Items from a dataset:
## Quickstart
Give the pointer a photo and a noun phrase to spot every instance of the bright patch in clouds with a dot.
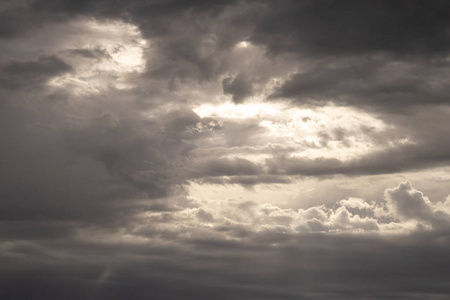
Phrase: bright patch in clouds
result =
(337, 132)
(102, 54)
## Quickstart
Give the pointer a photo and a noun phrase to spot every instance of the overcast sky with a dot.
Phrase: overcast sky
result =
(224, 149)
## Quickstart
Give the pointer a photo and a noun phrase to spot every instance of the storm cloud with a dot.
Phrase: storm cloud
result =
(224, 149)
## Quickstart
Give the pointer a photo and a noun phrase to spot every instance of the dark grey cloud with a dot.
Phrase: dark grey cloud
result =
(352, 27)
(383, 83)
(95, 180)
(26, 74)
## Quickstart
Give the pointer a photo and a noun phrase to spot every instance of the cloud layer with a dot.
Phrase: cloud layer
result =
(224, 150)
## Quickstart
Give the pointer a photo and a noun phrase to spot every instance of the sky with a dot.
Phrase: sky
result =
(257, 150)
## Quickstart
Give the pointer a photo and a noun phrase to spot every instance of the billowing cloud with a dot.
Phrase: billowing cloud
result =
(224, 149)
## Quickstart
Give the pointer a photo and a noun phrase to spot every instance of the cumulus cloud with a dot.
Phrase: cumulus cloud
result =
(224, 149)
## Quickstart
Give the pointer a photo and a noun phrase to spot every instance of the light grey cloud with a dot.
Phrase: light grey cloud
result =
(224, 150)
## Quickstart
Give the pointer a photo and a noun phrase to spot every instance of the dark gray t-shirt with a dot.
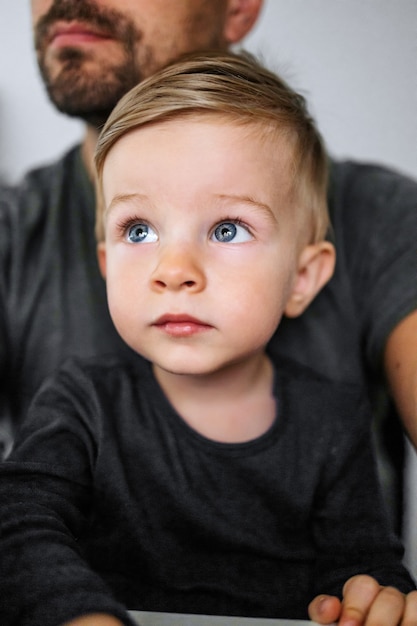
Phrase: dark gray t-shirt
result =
(53, 302)
(111, 498)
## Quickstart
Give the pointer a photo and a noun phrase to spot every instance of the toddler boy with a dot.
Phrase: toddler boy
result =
(204, 475)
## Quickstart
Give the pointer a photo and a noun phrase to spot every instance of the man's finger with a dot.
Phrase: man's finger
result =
(359, 593)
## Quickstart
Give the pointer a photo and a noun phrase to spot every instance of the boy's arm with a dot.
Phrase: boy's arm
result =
(366, 603)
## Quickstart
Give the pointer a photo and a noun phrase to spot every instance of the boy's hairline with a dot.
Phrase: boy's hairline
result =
(261, 126)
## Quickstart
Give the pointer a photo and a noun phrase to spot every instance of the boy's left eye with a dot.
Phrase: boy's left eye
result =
(141, 232)
(231, 232)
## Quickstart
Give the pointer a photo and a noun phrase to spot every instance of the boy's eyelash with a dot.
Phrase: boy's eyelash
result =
(234, 220)
(124, 224)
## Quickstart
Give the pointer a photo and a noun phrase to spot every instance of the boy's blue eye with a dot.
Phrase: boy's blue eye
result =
(231, 232)
(141, 233)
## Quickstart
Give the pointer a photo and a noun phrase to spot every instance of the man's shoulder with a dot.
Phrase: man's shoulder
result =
(366, 188)
(46, 185)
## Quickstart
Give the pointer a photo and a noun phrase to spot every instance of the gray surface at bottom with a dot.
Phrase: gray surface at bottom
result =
(144, 618)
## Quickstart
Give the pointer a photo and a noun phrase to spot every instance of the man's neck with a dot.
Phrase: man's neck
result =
(87, 150)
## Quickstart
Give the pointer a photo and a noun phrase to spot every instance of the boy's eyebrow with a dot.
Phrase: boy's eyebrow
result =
(256, 204)
(122, 198)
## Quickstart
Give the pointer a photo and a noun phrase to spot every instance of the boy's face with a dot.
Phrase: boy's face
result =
(202, 241)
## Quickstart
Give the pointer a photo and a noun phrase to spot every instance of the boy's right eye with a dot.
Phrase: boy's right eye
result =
(141, 233)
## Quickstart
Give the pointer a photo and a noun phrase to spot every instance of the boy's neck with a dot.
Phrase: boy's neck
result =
(233, 405)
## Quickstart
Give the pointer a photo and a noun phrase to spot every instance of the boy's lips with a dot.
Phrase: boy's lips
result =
(73, 33)
(181, 325)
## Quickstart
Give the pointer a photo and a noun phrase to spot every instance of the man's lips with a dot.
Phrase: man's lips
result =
(181, 325)
(73, 33)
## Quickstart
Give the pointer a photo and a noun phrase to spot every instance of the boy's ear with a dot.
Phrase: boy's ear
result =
(241, 16)
(315, 268)
(101, 257)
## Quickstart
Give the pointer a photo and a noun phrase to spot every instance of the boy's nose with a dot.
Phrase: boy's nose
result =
(178, 269)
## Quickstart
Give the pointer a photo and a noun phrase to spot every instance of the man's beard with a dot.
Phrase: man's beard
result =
(89, 95)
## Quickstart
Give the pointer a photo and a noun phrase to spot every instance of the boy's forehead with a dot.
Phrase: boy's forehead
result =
(276, 139)
(193, 157)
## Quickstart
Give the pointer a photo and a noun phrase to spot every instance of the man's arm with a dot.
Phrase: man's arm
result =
(400, 361)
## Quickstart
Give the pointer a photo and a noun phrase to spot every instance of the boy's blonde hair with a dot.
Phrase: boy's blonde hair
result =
(239, 88)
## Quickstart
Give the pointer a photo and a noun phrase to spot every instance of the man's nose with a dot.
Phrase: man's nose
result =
(179, 268)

#### [What the task asks]
All pictures are to be skipped; the lines from the first line of the records through the line containing "storm cloud with a dot." are to be repeated exactly, both ends included.

#### [Your solution]
## Quickstart
Give the pointer a photo and a noun phrase to spot every instance of the bright patch in clouds with a dot.
Phrase: bright patch in clouds
result =
(337, 132)
(102, 54)
## Quickstart
Give the pointer a photo and a noun phrase to spot every instance of the overcast sky with a dot.
Phrase: overcast sky
result =
(224, 149)
## Quickstart
Give the pointer a photo and a noun phrase to spot every instance of the storm cloud with a dot.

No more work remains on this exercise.